**JOB:** Convert the material below into a JSON list of strings, one string per line, leaving out any blank lines.
━━━━━ INPUT DATA
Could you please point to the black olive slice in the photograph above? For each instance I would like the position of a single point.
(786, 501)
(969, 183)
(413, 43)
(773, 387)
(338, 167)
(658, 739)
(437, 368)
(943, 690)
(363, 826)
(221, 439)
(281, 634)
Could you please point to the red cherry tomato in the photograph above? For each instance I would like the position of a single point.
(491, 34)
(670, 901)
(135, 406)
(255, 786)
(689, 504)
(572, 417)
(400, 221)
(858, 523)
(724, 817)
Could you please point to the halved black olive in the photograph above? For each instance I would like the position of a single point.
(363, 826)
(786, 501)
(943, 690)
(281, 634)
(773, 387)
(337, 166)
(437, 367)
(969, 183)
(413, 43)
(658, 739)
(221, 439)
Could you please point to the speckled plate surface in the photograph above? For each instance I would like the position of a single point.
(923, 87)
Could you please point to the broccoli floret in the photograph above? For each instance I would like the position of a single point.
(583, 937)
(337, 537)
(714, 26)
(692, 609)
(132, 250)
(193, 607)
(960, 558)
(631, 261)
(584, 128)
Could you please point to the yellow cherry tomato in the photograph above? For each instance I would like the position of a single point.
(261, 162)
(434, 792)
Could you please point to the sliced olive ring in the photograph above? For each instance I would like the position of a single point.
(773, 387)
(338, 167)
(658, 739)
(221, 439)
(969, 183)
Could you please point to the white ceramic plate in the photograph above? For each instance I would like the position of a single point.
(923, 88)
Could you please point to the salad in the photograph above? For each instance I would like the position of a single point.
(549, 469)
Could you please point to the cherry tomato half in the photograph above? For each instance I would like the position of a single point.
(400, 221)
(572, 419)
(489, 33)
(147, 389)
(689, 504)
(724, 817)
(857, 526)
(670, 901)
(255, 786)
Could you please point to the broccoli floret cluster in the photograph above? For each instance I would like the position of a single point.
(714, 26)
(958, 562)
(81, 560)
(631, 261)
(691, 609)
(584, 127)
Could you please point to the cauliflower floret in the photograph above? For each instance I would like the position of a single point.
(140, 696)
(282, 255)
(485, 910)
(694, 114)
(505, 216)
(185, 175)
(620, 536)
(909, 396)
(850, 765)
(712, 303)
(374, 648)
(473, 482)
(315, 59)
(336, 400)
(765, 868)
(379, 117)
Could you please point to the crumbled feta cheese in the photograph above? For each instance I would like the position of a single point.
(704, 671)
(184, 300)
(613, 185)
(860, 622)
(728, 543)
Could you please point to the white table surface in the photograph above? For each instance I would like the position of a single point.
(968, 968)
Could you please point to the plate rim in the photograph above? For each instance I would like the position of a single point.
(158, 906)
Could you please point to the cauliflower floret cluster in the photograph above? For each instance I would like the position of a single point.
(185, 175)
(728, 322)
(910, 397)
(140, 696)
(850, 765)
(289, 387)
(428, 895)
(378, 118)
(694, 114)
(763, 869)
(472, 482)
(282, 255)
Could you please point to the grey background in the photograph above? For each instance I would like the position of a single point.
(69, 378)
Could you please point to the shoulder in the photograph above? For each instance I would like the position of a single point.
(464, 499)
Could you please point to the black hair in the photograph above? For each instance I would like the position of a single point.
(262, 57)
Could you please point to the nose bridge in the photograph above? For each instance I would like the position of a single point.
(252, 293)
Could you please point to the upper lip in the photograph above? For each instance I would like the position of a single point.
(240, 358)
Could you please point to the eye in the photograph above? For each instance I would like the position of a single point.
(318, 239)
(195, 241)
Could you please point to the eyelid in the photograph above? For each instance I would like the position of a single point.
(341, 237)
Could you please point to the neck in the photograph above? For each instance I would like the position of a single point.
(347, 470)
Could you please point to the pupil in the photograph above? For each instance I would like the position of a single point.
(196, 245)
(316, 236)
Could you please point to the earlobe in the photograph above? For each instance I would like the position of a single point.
━━━━━━━━━━
**RESULT BELOW:**
[
  "Could you please point to the black olive slice in the photograph above? For each instance I would like the position of a single point.",
  "(786, 501)",
  "(969, 183)",
  "(413, 43)",
  "(773, 387)",
  "(338, 167)",
  "(658, 739)",
  "(437, 368)",
  "(943, 690)",
  "(363, 826)",
  "(221, 439)",
  "(281, 634)",
  "Could you please point to the red cherry tomato in the photograph above? For each instance I would like the position of a single point.",
  "(491, 34)",
  "(670, 901)",
  "(135, 406)",
  "(255, 786)",
  "(689, 504)",
  "(572, 417)",
  "(400, 221)",
  "(858, 523)",
  "(724, 817)",
  "Could you please point to the halved black olive in the photograph above? For each instance I would like the position of a single point.",
  "(363, 826)",
  "(786, 501)",
  "(943, 690)",
  "(281, 634)",
  "(773, 387)",
  "(337, 166)",
  "(437, 367)",
  "(969, 183)",
  "(413, 43)",
  "(658, 739)",
  "(221, 439)",
  "Could you please point to the speckled plate surface in the photograph above? For each instance I would like the position of a single point.",
  "(923, 87)",
  "Could you please point to the broccoli floret in the photograph above? For each instance I would like the position of a single point.",
  "(583, 937)",
  "(337, 537)",
  "(714, 26)",
  "(692, 609)",
  "(132, 250)",
  "(193, 607)",
  "(960, 558)",
  "(631, 261)",
  "(584, 128)",
  "Could you please point to the yellow cherry tomato in the photograph above? For each instance I would like the position of a single point.",
  "(261, 162)",
  "(434, 792)",
  "Could you please point to the sliced olive ring in the photograph above? For each instance I would like the position of a single point.",
  "(773, 387)",
  "(338, 167)",
  "(658, 739)",
  "(221, 439)",
  "(969, 183)",
  "Could you please point to the white ceramic plate in the photograph above? For each instance I would like the position of a single point.",
  "(923, 88)",
  "Could you please point to the salad in the photograph above? For each instance I would like the position of a single point.",
  "(549, 469)",
  "Could you please point to the cherry tomato half in the photograph above? For each instance I would like the position of a single point.",
  "(400, 221)",
  "(572, 419)",
  "(489, 33)",
  "(147, 389)",
  "(689, 504)",
  "(724, 817)",
  "(857, 526)",
  "(670, 901)",
  "(255, 786)",
  "Could you please point to the broccoli floret cluster in the photograph above? For each instance I would like the position of a single point.",
  "(714, 26)",
  "(958, 562)",
  "(81, 560)",
  "(631, 261)",
  "(691, 609)",
  "(584, 127)",
  "Could you please point to the cauliflower floret in the photograph above? For each instance I would like the position of a single point.",
  "(140, 696)",
  "(282, 255)",
  "(485, 910)",
  "(694, 114)",
  "(505, 216)",
  "(185, 175)",
  "(620, 536)",
  "(909, 396)",
  "(850, 765)",
  "(712, 303)",
  "(374, 648)",
  "(473, 482)",
  "(315, 59)",
  "(336, 400)",
  "(765, 868)",
  "(379, 117)",
  "Could you please point to the crumbled feta cheese in the photograph above? For each instance I would like the position of a single point.",
  "(704, 671)",
  "(184, 300)",
  "(613, 185)",
  "(860, 622)",
  "(728, 543)",
  "Could you please point to the white table surface in the photograph above? For each instance I would like the position of a single point.",
  "(968, 968)",
  "Could you please point to the plate rim in the photograph above? For each instance I would like the position of a single point.",
  "(158, 906)",
  "Could you please point to the cauliflower floret cluster in the photograph above? For each instance I would like the position of a single point.",
  "(185, 175)",
  "(728, 322)",
  "(910, 397)",
  "(140, 696)",
  "(850, 765)",
  "(289, 387)",
  "(428, 895)",
  "(378, 118)",
  "(694, 114)",
  "(763, 869)",
  "(472, 482)",
  "(282, 255)",
  "Could you please point to the grey background in the photograph above? For each instance I would like the position of a single point.",
  "(69, 378)",
  "Could you please point to the shoulder in the photograph above? For each instance I would like the position of a single point.",
  "(464, 499)",
  "Could you please point to the black hair in the photograph above? For each instance I would like the position of a single point.",
  "(262, 57)",
  "Could you please point to the nose bridge in the photograph above? For each instance I would like the position of a single point.",
  "(252, 293)",
  "Could you please point to the upper lip in the photograph above? For each instance I would like the position of a single point.",
  "(240, 358)",
  "Could you please point to the eye in the photograph above? For each instance I would like the position of a single point.",
  "(318, 239)",
  "(195, 241)",
  "Could you please point to the eyelid in the photograph above? For each instance I would like the position of a single point.",
  "(341, 237)",
  "Could you please point to the neck in the photograph above? For each instance I would like the position of a single point.",
  "(347, 470)",
  "Could you please point to the pupil in the photograph above? For each instance I would like the position of a single point.",
  "(196, 245)",
  "(316, 236)",
  "Could you please point to the earlobe in the photograph above? For each instance I would like the position of a single point."
]